* What the exercise asks
Convert the records from the line containing "For every instance of the blonde" up to and including the line containing "For every instance of the blue strap" into a Markdown table with two columns, Row and Line. Number each row, leave out blank lines, and include no other lines.

:: Task input ::

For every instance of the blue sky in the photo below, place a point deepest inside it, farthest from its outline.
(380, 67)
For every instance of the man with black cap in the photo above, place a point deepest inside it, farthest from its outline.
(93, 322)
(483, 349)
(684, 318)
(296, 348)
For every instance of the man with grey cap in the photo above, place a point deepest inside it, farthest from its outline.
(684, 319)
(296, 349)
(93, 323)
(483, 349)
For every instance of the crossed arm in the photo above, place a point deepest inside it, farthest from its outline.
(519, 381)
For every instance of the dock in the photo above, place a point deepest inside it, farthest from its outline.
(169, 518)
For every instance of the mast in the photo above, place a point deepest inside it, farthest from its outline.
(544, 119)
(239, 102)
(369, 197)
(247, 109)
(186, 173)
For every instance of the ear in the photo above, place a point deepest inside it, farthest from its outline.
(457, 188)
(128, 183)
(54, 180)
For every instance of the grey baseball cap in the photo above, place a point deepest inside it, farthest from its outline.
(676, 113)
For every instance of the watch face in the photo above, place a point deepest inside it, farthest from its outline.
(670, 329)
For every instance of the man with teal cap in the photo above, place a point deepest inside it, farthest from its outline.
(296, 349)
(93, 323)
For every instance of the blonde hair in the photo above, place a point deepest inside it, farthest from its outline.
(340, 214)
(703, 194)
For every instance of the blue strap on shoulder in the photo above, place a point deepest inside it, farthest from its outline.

:::
:: Task input ::

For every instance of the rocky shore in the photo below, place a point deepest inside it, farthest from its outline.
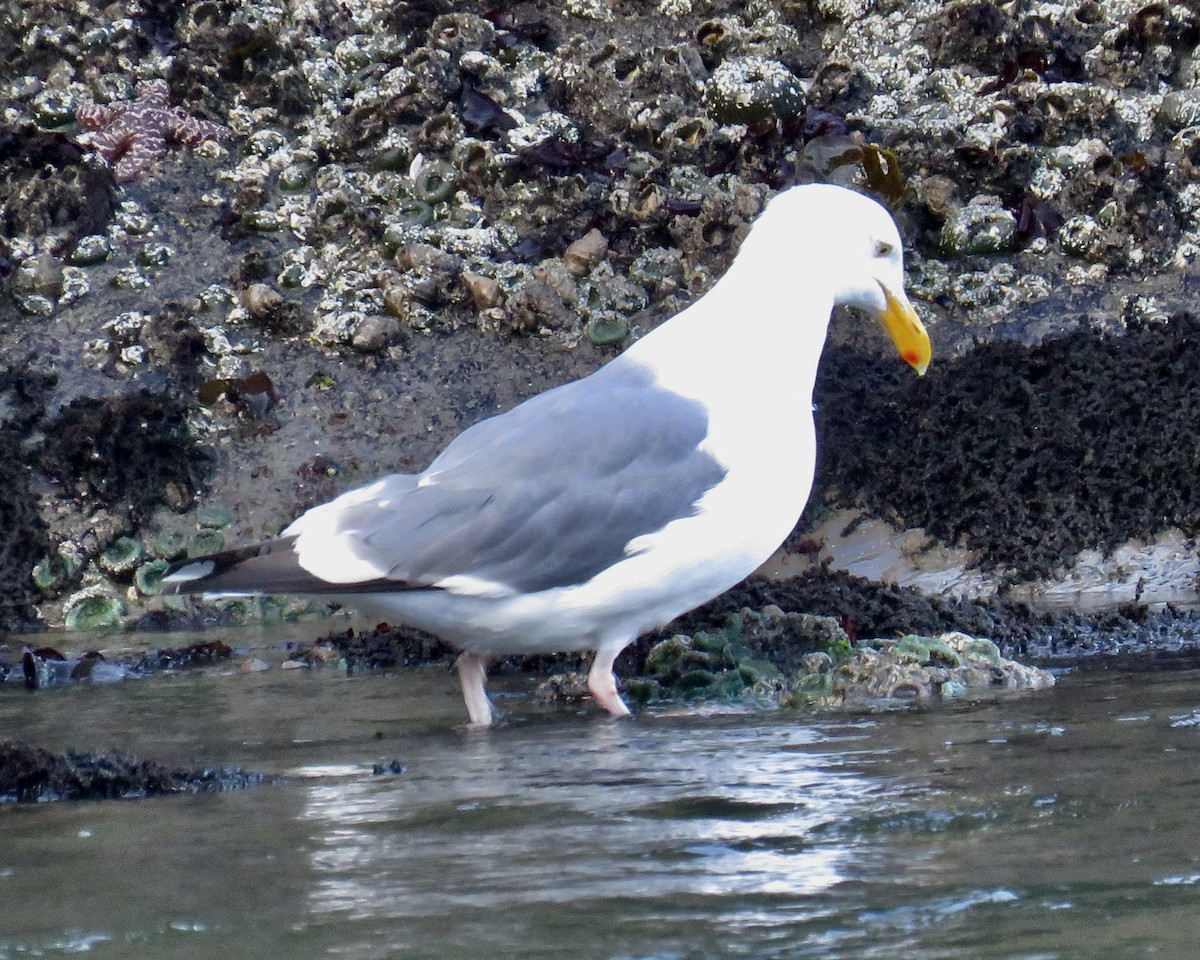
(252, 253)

:::

* Result of the task
| Row | Line |
|---|---|
| 1 | For every instance of the blonde hair in the photo above, place a point deepest inside it, farthest from its outline. |
| 2 | (340, 214) |
| 3 | (703, 194) |
| 4 | For every instance of the blue strap on shoulder in the photo above, place a point deepest inside it, farthest from its outline. |